▸ Текст для чтения:
※ ※ ※

Ну, и теперь про Славку Кириллова. Он был весь такой «густой»: крутые чёрные негритянские завитки на большой голове, густые брови и ресницы, густая, не поддающаяся бритью, вечно лезущая растительность на лице и — главное в нём — густой низкий и громкий бас. Я и услышала его бас на одной из лестниц. Посещение лекций у нас было свободным, и вот я играла в своей каморке, а он рычал, кхмыкал и что-то пел из украинских песен. Я предложила — давай выучим «Сомнение» Глинки. Он не знал ни сомнения, ни Глинки. Он вообще был дико невежествен.

К тому времени ему было уже 26—27 лет. Приехал он откуда-то то ли с Кубани, то ли с Донбасса. Я вспомнила, что мама у него была русской или украинкой, а отец — что-то восточное. Работал в колхозе и на заводе, везде, наверное, был заметен, и кто-то, по-видимому, посоветовал ему получить хотя бы гуманитарное образование.

Так вот, был бас, сочный, красивый, оперный, но не было ни ритма, ни особенного слуха, ни музыкальности. Просто беда. Я по молодости думала, что это разовьётся, но было невероятно трудно заставить его петь хотя бы в лад с аккомпанементом. Орал он на весь холл, но толку не выходило. Ну а я, конечно, и не педагог.

※ ※ ※

Записи с указанием именованных объектов:
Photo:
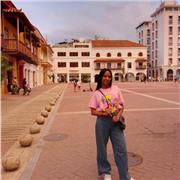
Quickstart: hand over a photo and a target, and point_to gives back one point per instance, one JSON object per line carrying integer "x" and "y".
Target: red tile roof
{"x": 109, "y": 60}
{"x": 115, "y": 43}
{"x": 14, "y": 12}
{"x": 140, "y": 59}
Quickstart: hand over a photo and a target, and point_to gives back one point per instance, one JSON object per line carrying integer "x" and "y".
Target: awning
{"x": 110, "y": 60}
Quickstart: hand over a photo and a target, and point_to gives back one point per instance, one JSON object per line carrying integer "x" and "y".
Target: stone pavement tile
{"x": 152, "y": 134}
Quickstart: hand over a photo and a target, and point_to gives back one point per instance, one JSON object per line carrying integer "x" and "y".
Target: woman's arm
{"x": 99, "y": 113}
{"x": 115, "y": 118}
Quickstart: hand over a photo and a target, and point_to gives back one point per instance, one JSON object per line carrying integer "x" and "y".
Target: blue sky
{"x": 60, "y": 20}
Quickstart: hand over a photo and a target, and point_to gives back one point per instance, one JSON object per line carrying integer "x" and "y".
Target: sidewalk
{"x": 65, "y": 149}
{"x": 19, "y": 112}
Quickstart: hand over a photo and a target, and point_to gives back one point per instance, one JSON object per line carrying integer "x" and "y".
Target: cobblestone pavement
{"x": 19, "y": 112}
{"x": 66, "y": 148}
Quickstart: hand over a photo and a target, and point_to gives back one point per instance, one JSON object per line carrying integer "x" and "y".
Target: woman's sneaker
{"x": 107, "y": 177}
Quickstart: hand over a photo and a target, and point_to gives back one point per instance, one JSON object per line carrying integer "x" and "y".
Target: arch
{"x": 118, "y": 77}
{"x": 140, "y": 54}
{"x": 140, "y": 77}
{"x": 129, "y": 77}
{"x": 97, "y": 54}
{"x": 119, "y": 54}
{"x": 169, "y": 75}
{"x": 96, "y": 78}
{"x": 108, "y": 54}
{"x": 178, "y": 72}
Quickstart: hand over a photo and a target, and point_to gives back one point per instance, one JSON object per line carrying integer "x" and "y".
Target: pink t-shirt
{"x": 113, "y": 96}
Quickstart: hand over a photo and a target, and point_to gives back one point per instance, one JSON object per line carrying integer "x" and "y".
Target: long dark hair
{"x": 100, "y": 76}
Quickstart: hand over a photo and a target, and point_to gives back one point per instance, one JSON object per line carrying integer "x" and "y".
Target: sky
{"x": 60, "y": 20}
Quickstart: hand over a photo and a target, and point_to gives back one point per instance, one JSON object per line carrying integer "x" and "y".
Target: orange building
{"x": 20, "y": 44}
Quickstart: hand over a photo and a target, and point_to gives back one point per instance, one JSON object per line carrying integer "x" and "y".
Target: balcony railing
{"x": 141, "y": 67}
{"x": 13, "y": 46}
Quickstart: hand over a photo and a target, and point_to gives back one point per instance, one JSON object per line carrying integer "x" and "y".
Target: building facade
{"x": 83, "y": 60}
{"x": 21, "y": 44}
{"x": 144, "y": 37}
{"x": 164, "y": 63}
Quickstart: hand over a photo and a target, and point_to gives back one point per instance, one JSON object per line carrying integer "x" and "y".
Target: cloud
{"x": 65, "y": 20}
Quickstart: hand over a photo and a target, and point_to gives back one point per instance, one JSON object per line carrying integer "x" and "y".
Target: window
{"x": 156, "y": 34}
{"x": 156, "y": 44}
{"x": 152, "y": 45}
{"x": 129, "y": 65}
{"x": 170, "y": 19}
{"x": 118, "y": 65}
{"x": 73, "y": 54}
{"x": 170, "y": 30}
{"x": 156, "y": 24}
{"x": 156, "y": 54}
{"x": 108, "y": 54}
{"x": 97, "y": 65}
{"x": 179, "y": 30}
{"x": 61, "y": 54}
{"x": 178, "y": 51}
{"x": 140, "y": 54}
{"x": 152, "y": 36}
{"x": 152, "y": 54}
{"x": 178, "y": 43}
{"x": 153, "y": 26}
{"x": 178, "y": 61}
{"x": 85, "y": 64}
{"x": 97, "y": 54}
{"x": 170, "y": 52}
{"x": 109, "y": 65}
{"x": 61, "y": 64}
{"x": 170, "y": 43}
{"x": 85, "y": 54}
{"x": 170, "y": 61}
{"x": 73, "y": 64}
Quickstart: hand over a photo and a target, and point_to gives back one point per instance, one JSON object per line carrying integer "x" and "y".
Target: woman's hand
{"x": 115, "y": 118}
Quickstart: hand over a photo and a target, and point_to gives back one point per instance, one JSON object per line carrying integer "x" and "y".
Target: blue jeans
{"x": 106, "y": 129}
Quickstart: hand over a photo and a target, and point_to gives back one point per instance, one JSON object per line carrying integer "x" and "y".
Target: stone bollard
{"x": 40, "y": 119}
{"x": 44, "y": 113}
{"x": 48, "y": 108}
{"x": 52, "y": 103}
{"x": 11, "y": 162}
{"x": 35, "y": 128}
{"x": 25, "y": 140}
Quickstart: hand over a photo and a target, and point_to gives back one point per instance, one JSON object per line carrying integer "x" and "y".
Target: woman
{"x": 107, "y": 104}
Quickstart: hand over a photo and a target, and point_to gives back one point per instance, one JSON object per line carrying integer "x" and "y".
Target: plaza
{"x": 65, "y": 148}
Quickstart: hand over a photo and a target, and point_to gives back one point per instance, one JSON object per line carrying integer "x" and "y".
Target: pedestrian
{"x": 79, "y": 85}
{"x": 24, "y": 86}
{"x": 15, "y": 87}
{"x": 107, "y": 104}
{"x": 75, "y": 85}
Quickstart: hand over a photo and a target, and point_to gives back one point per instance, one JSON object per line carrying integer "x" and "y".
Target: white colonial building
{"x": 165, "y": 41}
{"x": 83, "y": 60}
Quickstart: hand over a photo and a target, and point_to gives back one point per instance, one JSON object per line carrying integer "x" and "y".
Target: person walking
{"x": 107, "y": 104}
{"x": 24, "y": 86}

※ ※ ※

▸ Требования: Подхватите текст о Славке Кириллове и его басе и продолжите его после последнего предложения. Записи никак не связаны с текстом.

▸ Результат задания:
Славка прослушивался где-то и неоднократно, но, видно, никто не взялся за него.

Учёба в институте для него не была важной, так же, как и для меня. И мы как-то быстро поняли друг друга и на многое смотрели одинаково. Я тоже была старше своих однокурсников. И действительно, происходит что-то — он посмотрит на меня, я на него — и понятно без слов, что мы поняли и как мы поняли и что поняли одинаково. Говорили мало, больше молчали, но понимали, о чём молчим. Тут-то и родилось это словечко — «взаимопонимаки» мы с ним. Было общее — то, о чём больно говорить.

А вот видеть и понимать он тоже умел. Когда восхищался чем-нибудь или удивлялся, то задирал голову, мотал ею и, оскаливая зубы, рычал: «О-йй-о!» Был он ленив, учился плохо, на занятиях вроде и слушал, но чувствовалось, что в нём параллельно идёт вторая жизнь, что всё переваривается через его густую натуру и мало остаётся.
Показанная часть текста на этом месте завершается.